** Task requirements **
A) In the excerpt about the French strikes, reproduce the passage starting at "Marseille has been" and ending at "rival Socialist lawmakers.".
B) According to the excerpt about the French strikes, how many vessels did the fuel terminal workers' strike in the Marseille area leave stranded in the Mediterranean?

— BEGIN Excerpt —

The state-run train authority said Friday that all fast trains would run normally over the weekend like most other train services, a relief for travelers returning from a school vacation.

The 33-day-long strike by fuel terminal workers in the Marseille area left 80 vessels stranded in the Mediterranean, unable to unload.

"This return to work will allow the terminals at Fos-lavera, the strategic entry-point for crude oil in France, to function again and to feed and restart the refineries," said Environment and Energy Minister Jean-Louis Borloo.

Workers in the port of Le Havre, in the northwest, were also ending their protest.

Marseille has been particularly hard-hit by the strike movement. The city is still shoveling itself out of some 9,000 tons of garbage that piled up on sidewalks during garbage collectors' strike.

France's plan to raise the retirement age looks almost certain to become law. It still must go before a council that will rule on whether it is constitutional, a move initiated by rival Socialist lawmakers.

Sarkozy said Friday that he will sign the legislation after the final challenge, while conceding, without elaboration, that some concerns are "legitimate."

Unions made a last-ditch effort to persuade Sarkozy to back down with nationwide protests and strikes Thursday. But that seventh round of protests since early September failed to rally a population weary of strikes. It was unclear whether unions would go ahead with plans for another nationwide protest Nov. 6.

Unions see retirement at 60 as a cornerstone of France's generous social benefit system, but the government says the entire pension system is in jeopardy without the reform because French people are living longer — an average of nearly 84 years for women and nearly 78 for men.

— END Excerpt —
— BEGIN Extracted information —

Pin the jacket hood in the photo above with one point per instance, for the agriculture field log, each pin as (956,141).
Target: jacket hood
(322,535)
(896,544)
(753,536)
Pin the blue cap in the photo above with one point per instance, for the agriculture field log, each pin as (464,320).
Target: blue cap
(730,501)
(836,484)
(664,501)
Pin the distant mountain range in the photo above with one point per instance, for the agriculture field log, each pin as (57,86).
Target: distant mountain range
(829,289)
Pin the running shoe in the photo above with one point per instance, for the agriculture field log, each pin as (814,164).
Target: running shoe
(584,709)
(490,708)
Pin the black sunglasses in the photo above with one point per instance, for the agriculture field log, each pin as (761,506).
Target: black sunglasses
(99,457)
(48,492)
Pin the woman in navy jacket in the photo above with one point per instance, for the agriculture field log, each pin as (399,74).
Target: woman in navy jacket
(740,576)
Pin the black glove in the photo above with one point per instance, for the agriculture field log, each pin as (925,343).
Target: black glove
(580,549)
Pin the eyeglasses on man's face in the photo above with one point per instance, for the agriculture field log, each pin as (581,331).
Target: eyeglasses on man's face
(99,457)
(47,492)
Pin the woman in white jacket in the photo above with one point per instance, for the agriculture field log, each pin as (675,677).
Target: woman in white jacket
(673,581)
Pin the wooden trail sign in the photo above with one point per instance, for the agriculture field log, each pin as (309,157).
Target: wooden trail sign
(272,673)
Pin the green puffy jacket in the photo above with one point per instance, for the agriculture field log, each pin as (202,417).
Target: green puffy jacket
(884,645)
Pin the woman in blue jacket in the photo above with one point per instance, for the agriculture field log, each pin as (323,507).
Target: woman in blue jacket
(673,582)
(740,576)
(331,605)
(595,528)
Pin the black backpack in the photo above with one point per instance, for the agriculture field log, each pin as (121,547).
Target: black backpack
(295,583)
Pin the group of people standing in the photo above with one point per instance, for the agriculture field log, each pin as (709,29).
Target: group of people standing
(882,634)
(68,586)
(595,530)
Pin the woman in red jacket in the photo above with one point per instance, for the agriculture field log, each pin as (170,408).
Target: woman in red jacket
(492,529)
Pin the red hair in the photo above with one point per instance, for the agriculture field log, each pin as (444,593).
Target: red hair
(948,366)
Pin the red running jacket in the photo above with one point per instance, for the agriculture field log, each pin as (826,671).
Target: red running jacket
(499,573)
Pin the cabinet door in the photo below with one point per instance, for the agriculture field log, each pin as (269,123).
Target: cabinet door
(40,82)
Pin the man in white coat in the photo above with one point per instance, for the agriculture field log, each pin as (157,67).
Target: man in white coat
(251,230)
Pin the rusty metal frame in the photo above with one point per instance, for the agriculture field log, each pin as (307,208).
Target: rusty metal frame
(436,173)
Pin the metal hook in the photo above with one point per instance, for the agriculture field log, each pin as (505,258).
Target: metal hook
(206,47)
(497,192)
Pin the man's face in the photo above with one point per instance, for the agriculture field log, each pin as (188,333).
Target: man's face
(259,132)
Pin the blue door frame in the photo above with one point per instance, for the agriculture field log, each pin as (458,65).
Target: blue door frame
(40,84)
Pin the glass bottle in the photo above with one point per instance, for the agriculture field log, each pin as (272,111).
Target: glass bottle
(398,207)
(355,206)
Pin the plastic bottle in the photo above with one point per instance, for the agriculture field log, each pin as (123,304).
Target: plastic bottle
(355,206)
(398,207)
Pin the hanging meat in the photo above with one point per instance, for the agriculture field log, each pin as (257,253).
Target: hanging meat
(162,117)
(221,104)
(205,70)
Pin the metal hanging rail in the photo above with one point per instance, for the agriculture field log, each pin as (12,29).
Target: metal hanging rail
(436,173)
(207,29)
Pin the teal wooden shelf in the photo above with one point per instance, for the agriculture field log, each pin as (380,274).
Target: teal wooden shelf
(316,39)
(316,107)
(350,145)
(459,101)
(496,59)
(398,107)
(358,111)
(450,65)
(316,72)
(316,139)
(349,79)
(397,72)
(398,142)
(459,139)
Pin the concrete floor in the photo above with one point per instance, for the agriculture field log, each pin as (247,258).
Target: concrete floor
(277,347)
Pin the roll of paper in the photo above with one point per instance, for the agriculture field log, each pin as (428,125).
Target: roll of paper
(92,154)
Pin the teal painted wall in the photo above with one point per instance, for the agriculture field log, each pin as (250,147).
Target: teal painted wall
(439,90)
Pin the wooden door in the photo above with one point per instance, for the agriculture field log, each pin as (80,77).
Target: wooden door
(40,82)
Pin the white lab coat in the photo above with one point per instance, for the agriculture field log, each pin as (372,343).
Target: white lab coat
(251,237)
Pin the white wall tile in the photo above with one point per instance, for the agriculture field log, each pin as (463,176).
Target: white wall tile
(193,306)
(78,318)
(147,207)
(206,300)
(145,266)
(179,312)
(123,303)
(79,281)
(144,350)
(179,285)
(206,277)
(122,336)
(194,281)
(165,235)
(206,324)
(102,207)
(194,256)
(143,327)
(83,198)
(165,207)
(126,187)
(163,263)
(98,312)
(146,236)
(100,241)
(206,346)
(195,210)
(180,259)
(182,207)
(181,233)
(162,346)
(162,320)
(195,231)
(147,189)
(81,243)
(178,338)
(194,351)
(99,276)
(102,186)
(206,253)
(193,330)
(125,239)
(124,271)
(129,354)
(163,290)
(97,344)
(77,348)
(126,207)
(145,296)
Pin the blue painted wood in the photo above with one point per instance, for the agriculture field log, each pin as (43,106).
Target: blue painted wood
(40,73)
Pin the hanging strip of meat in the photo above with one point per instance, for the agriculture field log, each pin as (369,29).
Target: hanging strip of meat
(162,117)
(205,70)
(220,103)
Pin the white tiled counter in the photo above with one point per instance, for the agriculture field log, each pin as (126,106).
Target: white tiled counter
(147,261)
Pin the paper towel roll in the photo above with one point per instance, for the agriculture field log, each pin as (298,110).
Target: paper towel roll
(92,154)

— END Extracted information —

** Answer set **
A)
Marseille has been particularly hard-hit by the strike movement. The city is still shoveling itself out of some 9,000 tons of garbage that piled up on sidewalks during garbage collectors' strike.

France's plan to raise the retirement age looks almost certain to become law. It still must go before a council that will rule on whether it is constitutional, a move initiated by rival Socialist lawmakers.

B) 80 vessels.